* _Data extract_
******

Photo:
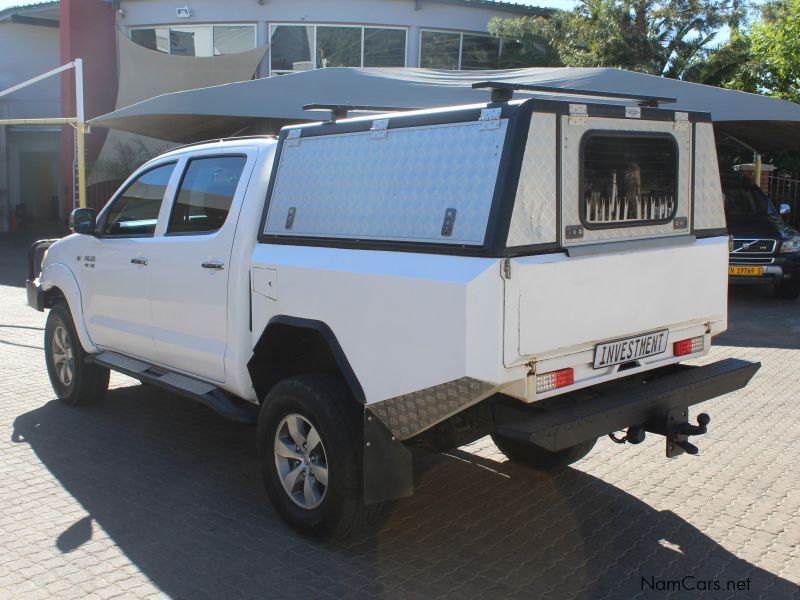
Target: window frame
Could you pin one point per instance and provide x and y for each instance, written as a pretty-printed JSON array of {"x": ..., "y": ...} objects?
[
  {"x": 313, "y": 48},
  {"x": 169, "y": 26},
  {"x": 103, "y": 219},
  {"x": 174, "y": 204},
  {"x": 586, "y": 138},
  {"x": 460, "y": 34}
]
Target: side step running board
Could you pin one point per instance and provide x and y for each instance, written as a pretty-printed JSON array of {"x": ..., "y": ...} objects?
[{"x": 210, "y": 395}]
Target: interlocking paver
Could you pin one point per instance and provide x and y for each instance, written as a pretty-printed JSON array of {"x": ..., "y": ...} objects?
[{"x": 151, "y": 495}]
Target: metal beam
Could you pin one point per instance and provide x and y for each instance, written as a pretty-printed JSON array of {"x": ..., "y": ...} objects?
[
  {"x": 35, "y": 21},
  {"x": 36, "y": 79},
  {"x": 78, "y": 121}
]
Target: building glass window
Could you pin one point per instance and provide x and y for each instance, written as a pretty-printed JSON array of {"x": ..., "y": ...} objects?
[
  {"x": 304, "y": 47},
  {"x": 291, "y": 48},
  {"x": 453, "y": 51},
  {"x": 479, "y": 52},
  {"x": 384, "y": 47},
  {"x": 197, "y": 40},
  {"x": 191, "y": 41},
  {"x": 338, "y": 47},
  {"x": 232, "y": 39},
  {"x": 439, "y": 50},
  {"x": 154, "y": 38}
]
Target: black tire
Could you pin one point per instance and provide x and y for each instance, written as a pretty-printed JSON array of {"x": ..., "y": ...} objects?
[
  {"x": 539, "y": 458},
  {"x": 87, "y": 383},
  {"x": 325, "y": 403},
  {"x": 787, "y": 290}
]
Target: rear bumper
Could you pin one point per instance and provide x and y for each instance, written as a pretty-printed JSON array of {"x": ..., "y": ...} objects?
[{"x": 563, "y": 421}]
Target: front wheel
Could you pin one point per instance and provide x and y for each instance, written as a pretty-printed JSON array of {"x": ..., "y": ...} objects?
[
  {"x": 539, "y": 458},
  {"x": 309, "y": 440},
  {"x": 74, "y": 380}
]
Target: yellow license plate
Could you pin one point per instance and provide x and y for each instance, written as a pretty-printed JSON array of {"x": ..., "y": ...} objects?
[{"x": 746, "y": 271}]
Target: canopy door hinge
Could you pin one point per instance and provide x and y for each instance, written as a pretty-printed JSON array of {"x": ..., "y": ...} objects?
[{"x": 490, "y": 118}]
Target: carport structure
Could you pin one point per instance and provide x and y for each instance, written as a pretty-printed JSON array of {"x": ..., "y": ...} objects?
[{"x": 265, "y": 105}]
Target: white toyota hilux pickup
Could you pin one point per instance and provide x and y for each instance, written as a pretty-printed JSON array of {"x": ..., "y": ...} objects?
[{"x": 534, "y": 270}]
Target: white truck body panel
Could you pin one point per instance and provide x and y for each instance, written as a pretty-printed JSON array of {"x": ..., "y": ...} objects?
[{"x": 611, "y": 295}]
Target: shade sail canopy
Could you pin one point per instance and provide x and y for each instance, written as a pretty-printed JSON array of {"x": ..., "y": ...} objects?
[{"x": 265, "y": 105}]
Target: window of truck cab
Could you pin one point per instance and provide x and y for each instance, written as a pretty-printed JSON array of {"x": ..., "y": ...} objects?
[
  {"x": 134, "y": 211},
  {"x": 628, "y": 179},
  {"x": 205, "y": 193}
]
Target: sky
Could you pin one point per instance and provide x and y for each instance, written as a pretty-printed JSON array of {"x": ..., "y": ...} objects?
[
  {"x": 562, "y": 4},
  {"x": 547, "y": 3}
]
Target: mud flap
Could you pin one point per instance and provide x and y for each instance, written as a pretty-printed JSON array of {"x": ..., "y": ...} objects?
[{"x": 387, "y": 463}]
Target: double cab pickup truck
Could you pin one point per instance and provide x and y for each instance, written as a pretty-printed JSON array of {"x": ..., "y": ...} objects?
[{"x": 534, "y": 269}]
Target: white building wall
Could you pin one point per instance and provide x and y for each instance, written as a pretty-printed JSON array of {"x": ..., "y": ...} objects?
[{"x": 27, "y": 51}]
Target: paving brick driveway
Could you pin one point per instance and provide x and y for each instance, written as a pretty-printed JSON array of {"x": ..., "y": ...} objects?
[{"x": 149, "y": 494}]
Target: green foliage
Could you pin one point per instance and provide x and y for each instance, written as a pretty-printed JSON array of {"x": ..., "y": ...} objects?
[
  {"x": 670, "y": 39},
  {"x": 775, "y": 50}
]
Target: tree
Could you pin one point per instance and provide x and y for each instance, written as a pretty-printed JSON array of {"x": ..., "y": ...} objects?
[
  {"x": 775, "y": 50},
  {"x": 660, "y": 38}
]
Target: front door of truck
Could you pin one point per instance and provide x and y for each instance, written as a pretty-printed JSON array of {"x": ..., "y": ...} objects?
[
  {"x": 190, "y": 271},
  {"x": 114, "y": 269}
]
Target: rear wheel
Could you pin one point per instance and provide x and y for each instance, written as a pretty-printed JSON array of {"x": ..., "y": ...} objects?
[
  {"x": 309, "y": 440},
  {"x": 539, "y": 458},
  {"x": 787, "y": 290},
  {"x": 74, "y": 381}
]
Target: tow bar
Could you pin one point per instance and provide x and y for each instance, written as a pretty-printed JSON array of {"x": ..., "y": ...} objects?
[
  {"x": 674, "y": 427},
  {"x": 651, "y": 402}
]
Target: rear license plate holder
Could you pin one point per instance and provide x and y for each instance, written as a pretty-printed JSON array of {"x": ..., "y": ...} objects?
[{"x": 635, "y": 347}]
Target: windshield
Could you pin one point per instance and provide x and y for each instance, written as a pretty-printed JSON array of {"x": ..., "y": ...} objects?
[{"x": 746, "y": 201}]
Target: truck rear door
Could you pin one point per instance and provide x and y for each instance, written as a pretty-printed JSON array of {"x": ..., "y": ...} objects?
[
  {"x": 190, "y": 263},
  {"x": 640, "y": 226}
]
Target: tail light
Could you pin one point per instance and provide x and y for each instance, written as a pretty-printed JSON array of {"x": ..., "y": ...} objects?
[
  {"x": 554, "y": 380},
  {"x": 690, "y": 346}
]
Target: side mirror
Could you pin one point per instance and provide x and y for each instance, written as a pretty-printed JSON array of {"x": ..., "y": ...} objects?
[{"x": 83, "y": 220}]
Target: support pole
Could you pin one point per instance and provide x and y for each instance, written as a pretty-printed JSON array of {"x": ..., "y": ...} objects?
[
  {"x": 757, "y": 169},
  {"x": 80, "y": 132}
]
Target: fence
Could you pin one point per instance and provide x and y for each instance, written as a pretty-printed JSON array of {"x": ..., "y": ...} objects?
[{"x": 785, "y": 190}]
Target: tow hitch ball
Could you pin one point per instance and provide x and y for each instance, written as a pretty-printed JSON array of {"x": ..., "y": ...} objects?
[{"x": 675, "y": 428}]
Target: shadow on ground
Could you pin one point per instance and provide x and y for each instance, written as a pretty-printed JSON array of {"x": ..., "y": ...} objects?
[
  {"x": 177, "y": 489},
  {"x": 756, "y": 319}
]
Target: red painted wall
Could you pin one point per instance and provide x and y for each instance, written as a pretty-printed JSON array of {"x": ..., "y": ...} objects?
[{"x": 88, "y": 31}]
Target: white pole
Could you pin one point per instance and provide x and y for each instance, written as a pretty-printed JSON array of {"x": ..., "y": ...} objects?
[
  {"x": 80, "y": 132},
  {"x": 79, "y": 90}
]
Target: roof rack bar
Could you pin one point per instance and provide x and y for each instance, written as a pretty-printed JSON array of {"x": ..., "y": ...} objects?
[
  {"x": 503, "y": 92},
  {"x": 340, "y": 111}
]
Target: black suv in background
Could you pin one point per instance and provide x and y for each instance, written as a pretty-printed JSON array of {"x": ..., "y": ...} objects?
[{"x": 764, "y": 249}]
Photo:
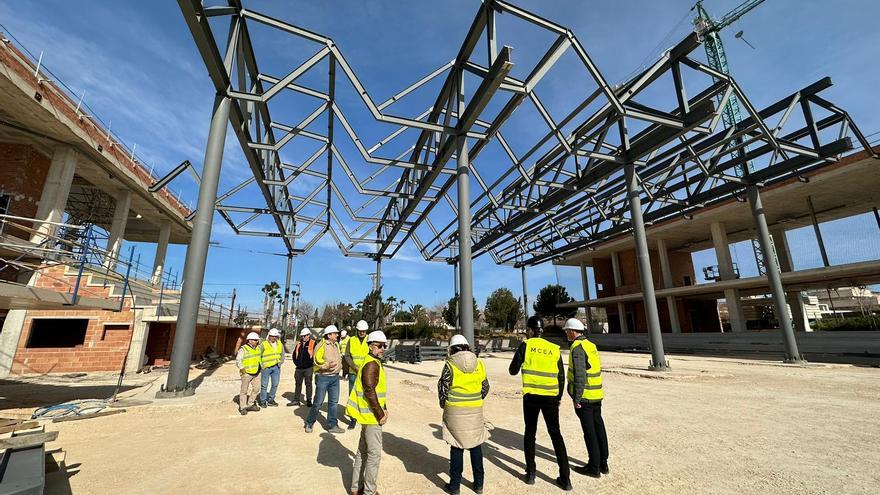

******

Copy out the records again, beginning at the line with "Target: black suv in background" and running through to the end of the records, and leave the pictures out.

* _The result_
Target: black suv in background
Could you pin one point per instance and provide x and y for each instance, written as a pretty-printed JSON array of {"x": ..., "y": ...} objects?
[{"x": 764, "y": 249}]
Photo:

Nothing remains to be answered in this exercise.